Instruction –
Collect every line below that contains the string "yellow", copying each such line in full, and treat case as significant when matching.

(Saved dataset items)
★ ★ ★

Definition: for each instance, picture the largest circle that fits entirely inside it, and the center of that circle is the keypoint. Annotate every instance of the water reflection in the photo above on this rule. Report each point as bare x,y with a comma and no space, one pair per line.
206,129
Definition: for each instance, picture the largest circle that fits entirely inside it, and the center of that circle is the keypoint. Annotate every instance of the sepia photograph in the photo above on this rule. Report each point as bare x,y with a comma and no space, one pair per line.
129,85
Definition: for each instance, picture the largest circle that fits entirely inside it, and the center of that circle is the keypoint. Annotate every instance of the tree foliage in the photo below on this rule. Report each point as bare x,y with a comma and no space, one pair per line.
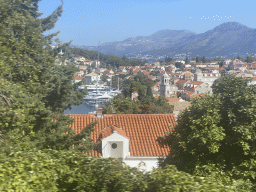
217,134
52,170
34,90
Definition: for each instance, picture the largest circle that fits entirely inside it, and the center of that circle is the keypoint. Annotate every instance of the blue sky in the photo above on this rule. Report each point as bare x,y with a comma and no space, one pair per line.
86,22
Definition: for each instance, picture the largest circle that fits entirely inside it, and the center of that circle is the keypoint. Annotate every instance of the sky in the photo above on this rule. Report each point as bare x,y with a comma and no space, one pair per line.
88,22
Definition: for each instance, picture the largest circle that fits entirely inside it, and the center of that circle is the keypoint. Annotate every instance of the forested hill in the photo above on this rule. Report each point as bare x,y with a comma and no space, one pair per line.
228,39
105,59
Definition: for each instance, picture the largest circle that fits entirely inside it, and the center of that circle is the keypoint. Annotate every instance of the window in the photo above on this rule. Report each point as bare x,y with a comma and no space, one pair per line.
114,145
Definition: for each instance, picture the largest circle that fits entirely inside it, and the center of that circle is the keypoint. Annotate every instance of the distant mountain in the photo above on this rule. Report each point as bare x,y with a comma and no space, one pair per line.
228,39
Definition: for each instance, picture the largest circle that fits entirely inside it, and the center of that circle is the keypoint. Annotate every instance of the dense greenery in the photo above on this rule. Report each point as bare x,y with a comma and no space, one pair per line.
38,150
34,91
217,134
52,170
106,60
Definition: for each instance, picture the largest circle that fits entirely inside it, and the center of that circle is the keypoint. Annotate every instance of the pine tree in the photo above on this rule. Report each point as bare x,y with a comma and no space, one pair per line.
37,89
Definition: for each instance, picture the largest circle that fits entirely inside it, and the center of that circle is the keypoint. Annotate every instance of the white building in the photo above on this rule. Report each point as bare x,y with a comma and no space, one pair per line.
206,77
132,137
165,89
92,77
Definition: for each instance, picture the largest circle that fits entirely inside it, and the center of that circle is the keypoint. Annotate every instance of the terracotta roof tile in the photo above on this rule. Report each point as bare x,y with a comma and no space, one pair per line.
142,130
181,81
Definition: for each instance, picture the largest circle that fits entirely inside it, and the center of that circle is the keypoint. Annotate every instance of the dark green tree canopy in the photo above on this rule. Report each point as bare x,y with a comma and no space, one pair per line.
37,90
217,132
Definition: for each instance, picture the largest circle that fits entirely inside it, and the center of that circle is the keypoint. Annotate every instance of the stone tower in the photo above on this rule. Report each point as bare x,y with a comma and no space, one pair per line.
165,89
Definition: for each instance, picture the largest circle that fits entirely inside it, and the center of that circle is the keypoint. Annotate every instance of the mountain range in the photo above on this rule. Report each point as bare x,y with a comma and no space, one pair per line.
226,40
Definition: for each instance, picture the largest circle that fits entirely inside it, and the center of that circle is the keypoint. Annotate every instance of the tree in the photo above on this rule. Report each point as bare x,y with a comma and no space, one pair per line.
204,59
240,58
168,59
250,59
37,89
217,133
104,78
187,60
178,64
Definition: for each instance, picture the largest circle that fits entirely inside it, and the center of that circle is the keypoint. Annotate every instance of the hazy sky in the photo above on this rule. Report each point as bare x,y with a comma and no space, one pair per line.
87,22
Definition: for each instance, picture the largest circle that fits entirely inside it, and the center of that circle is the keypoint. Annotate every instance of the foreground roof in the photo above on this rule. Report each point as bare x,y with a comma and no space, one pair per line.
142,130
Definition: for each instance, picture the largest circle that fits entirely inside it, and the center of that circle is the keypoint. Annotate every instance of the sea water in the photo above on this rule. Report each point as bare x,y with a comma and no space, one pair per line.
84,108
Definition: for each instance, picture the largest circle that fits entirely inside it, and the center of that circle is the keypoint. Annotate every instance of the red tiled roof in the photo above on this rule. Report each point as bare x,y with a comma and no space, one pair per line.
173,99
142,130
189,93
198,95
253,78
181,81
195,83
78,78
109,131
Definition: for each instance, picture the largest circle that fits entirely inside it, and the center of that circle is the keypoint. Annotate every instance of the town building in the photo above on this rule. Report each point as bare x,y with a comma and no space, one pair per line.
92,77
165,89
132,137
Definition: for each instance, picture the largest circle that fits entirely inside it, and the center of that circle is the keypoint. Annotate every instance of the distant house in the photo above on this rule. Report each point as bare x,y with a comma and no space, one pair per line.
77,79
89,78
181,84
206,77
132,137
198,87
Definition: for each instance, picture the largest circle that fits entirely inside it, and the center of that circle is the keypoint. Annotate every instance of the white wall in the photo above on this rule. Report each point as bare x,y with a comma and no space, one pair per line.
150,162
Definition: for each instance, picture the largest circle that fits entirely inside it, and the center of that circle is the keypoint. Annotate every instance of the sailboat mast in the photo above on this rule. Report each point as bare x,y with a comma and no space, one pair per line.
118,83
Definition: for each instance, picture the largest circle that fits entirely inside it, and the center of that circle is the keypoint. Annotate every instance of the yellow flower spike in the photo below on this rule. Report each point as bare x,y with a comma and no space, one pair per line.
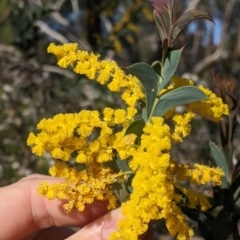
103,71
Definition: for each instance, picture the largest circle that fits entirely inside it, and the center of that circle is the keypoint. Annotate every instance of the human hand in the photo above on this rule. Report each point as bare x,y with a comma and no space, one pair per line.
27,215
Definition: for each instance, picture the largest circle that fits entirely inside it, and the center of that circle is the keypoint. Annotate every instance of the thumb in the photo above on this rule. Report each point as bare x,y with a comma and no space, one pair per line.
100,229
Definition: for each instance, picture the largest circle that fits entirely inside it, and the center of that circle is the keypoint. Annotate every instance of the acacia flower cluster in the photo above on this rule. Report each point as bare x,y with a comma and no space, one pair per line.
90,146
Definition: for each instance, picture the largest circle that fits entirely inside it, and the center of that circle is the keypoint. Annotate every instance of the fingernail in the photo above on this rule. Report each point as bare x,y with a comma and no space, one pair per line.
111,223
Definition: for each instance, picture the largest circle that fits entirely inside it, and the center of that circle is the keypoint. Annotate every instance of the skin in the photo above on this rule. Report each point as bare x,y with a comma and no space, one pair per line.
26,215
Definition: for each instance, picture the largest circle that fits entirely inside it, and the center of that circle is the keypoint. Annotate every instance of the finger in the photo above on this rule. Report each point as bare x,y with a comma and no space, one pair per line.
24,212
99,229
57,233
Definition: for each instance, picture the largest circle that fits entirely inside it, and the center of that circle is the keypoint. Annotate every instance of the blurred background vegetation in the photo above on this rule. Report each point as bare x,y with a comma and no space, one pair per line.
32,86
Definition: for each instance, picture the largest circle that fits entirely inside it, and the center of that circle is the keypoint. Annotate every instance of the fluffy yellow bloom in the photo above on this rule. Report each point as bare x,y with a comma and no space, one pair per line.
103,71
81,187
212,108
68,134
98,143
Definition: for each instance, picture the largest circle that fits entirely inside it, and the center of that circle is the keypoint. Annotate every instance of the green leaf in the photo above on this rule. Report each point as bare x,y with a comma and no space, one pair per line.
220,161
160,26
136,127
118,165
149,80
169,67
176,97
220,225
187,18
236,170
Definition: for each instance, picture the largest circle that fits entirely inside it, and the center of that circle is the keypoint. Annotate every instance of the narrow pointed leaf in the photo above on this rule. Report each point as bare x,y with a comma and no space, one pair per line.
169,67
149,80
220,161
162,6
187,18
179,96
235,187
160,25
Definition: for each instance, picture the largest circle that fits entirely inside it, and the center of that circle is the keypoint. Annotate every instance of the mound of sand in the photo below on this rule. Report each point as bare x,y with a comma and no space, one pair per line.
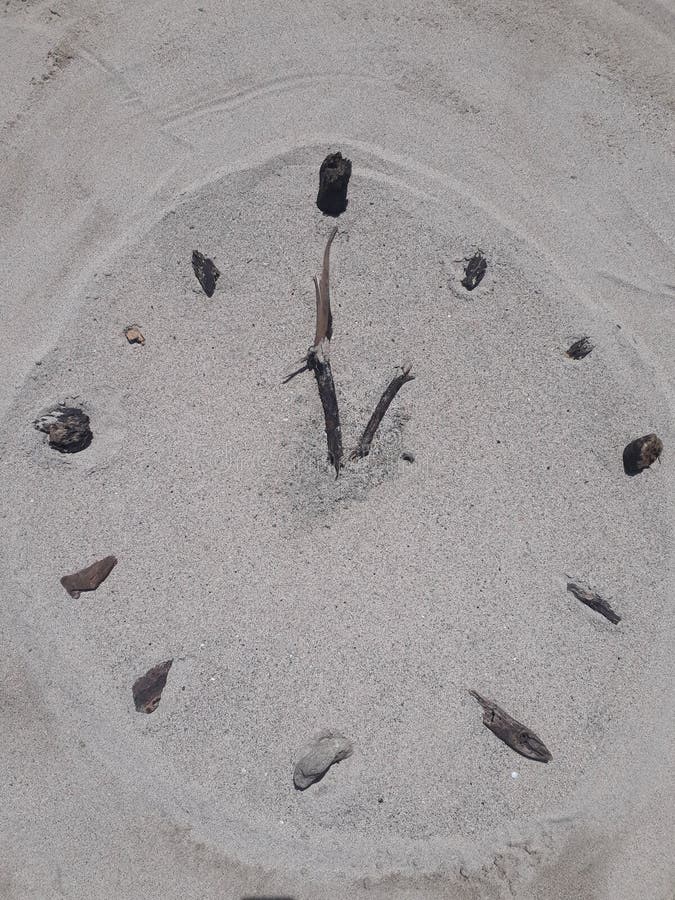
288,600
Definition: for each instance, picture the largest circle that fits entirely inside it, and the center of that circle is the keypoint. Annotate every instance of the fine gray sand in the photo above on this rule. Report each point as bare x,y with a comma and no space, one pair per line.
291,602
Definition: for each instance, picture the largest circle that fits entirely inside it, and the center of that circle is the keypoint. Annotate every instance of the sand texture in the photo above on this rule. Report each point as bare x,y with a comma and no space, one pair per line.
292,603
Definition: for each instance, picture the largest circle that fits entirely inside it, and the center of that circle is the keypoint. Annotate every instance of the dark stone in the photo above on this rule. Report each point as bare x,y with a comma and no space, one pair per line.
580,348
206,271
147,689
68,429
88,579
474,271
334,176
641,453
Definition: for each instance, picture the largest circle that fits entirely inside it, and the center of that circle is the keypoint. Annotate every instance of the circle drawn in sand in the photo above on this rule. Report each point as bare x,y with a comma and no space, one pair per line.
373,602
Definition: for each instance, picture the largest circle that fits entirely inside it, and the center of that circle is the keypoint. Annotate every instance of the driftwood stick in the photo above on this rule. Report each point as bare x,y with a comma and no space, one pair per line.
319,363
594,601
514,734
363,448
318,360
324,316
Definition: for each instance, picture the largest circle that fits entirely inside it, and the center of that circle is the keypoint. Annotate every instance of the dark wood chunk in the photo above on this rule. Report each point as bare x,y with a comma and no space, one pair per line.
134,335
147,689
641,453
316,757
206,271
68,429
474,271
580,348
334,176
89,579
595,601
516,735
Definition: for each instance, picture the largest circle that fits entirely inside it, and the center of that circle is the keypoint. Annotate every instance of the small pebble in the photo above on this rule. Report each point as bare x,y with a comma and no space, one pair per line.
316,757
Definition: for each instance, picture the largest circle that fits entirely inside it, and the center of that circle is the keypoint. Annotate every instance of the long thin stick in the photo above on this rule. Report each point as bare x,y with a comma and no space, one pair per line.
363,448
318,360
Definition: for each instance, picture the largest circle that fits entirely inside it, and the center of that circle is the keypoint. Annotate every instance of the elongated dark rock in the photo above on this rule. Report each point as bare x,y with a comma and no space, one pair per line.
641,453
516,735
474,271
147,690
363,448
595,601
206,271
68,429
316,757
334,176
580,348
90,578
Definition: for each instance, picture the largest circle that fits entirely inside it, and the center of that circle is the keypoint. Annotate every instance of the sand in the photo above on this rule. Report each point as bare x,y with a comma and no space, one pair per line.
291,602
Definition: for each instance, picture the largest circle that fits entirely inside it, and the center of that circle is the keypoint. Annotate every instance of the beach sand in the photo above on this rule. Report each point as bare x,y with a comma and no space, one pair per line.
290,601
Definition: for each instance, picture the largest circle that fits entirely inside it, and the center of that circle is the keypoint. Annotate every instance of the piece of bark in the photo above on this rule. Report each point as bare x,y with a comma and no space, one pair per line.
67,428
318,361
88,579
334,176
580,348
147,690
134,334
641,453
595,601
516,735
206,271
316,757
363,448
474,271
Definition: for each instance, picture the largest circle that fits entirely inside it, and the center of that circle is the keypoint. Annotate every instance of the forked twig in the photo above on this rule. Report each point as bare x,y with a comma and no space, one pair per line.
363,448
318,360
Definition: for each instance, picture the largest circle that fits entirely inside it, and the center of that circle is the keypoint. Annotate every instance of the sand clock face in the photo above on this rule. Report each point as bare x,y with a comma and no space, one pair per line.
335,450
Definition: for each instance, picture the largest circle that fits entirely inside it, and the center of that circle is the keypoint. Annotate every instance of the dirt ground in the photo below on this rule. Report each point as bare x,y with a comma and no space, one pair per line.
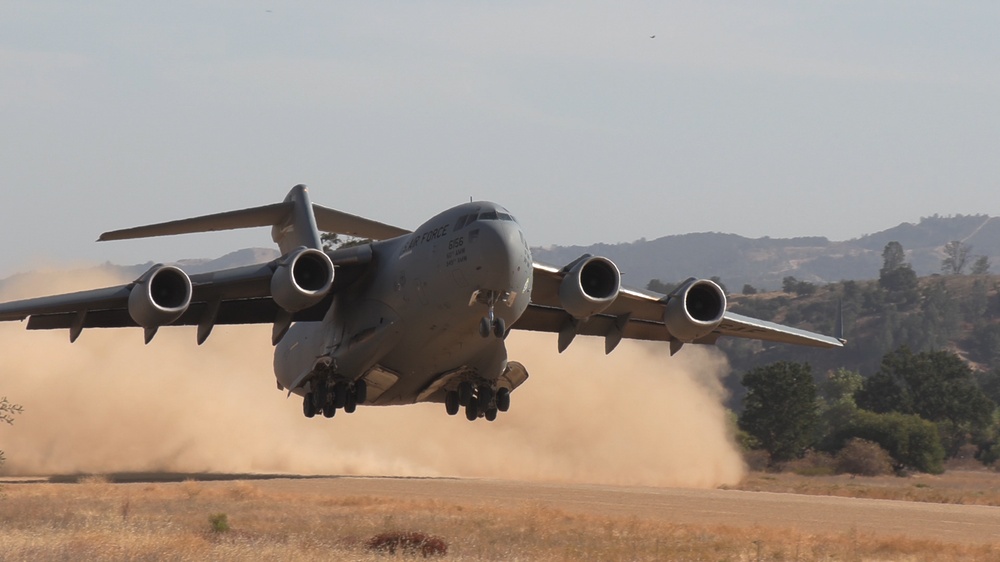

★ ★ ★

Full answer –
Definition: for each instance, picture the largest circle that fits entirely inside it, and the center of that circle is the keypoint. Annotate every instance of the yellow flower spike in the photo below on this rule. Report each point as bare x,y with a comma and no space, one pair per line.
Definition: for each instance, picture the largest circle that fits entirely inside it, and the center of that circle is the keypoint. Annotate every instance of the fluffy yellow bloom in the photo above on this rule. Report each point as bare x,y with a comma and no space, one pair per line.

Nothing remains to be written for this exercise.